Input material →
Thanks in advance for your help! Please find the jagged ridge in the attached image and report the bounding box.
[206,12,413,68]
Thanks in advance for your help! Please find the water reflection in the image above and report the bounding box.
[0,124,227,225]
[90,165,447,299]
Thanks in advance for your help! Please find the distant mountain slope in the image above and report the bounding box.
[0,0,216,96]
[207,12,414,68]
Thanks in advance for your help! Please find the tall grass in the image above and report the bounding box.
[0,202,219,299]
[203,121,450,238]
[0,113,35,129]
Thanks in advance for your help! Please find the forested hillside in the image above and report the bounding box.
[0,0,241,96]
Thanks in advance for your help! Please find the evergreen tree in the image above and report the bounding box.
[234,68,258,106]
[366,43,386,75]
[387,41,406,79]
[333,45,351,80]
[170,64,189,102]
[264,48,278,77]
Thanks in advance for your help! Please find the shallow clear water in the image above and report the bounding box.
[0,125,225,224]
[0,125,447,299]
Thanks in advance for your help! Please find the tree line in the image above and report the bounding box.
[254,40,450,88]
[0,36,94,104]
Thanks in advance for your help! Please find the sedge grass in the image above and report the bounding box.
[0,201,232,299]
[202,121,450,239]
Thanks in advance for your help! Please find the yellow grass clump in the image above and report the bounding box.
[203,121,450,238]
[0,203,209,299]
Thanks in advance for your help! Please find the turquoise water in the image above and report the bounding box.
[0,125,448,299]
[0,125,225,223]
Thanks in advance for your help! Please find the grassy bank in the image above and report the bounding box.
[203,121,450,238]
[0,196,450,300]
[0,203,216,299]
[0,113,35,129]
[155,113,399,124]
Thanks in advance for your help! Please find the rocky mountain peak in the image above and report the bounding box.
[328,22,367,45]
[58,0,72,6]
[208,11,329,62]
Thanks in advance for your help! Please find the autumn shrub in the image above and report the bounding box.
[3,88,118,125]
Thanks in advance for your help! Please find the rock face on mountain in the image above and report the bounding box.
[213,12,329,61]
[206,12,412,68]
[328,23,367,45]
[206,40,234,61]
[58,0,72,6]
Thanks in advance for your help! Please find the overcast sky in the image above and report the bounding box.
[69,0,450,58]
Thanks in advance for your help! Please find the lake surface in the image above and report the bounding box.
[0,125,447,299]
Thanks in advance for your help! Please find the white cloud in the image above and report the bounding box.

Exercise details → Rewrite every one of the rows above, changing each "report the bounding box" to "give the box coordinates" and leaving the rest untouched.

Solution for this task →
Thanks in advance for your help! Please find the jagged ridge in the attached image and give the box coordinates.
[206,12,413,68]
Thanks in advance for your help! Please find the water reflection in the image above and give the box coordinates.
[0,124,227,225]
[90,165,447,299]
Thanks in advance for your help! Please find the distant mountain slope in the image above and give the box coordinates.
[0,0,216,96]
[207,12,414,68]
Thanks in advance for your help! Please find the tall grass in the image above and give the box coordinates.
[0,202,219,299]
[203,121,450,238]
[0,113,35,129]
Thanks in advance for your help! Please find the forested hillside in the image above and give the box coordinates.
[0,0,241,96]
Thanks in advance for your help! Please find the evergreen tree in the image above and give the box coordinates.
[234,68,258,106]
[366,43,386,75]
[387,41,406,79]
[333,45,351,80]
[170,64,189,102]
[264,48,278,77]
Thanks in advance for your help! Please find the shallow clear water in the image above and give the box coordinates.
[0,125,225,224]
[0,125,447,299]
Thanks in advance for your help! Please find the tree line in the image above and give the box coordinates.
[254,40,450,88]
[0,36,94,104]
Thanks in advance for your help! Please find the sedge grass in the image above and give the box coordinates.
[0,201,232,299]
[202,121,450,239]
Thanks in advance for your help! Please find the yellow grass clump in the image above and give the box coordinates.
[203,121,450,238]
[0,203,209,299]
Thanks in advance for your help! Please find the turquoise water in the image above and give the box coordinates.
[0,125,448,299]
[0,125,225,223]
Thanks in advance for your help! Please find the grassy bank in the image above and give the box coordinates.
[203,121,450,238]
[0,196,450,300]
[0,203,216,299]
[0,113,35,129]
[155,113,399,124]
Thanks in advance for your help! Please find the rocky mountain peak in the image above and give the box coordinates.
[328,22,367,45]
[58,0,72,6]
[208,11,329,62]
Thanks in advance for your help! Please find the autumn shrub in the image above and give the box coordinates.
[3,88,118,125]
Thanks in advance for your help! Please find the rock face on mountain in the image above and give the box coordinates.
[213,12,329,61]
[206,12,412,68]
[328,23,367,45]
[206,40,234,61]
[58,0,72,6]
Thanks in advance for your help! Please find the overcast sky in the image above and give the box coordinates.
[69,0,450,58]
Thanks in advance for your help! Please find the lake surface in the image above and give the box coordinates.
[0,125,447,299]
Thanks in advance for your help! Please find the white cloud in the image above and give the box coordinates.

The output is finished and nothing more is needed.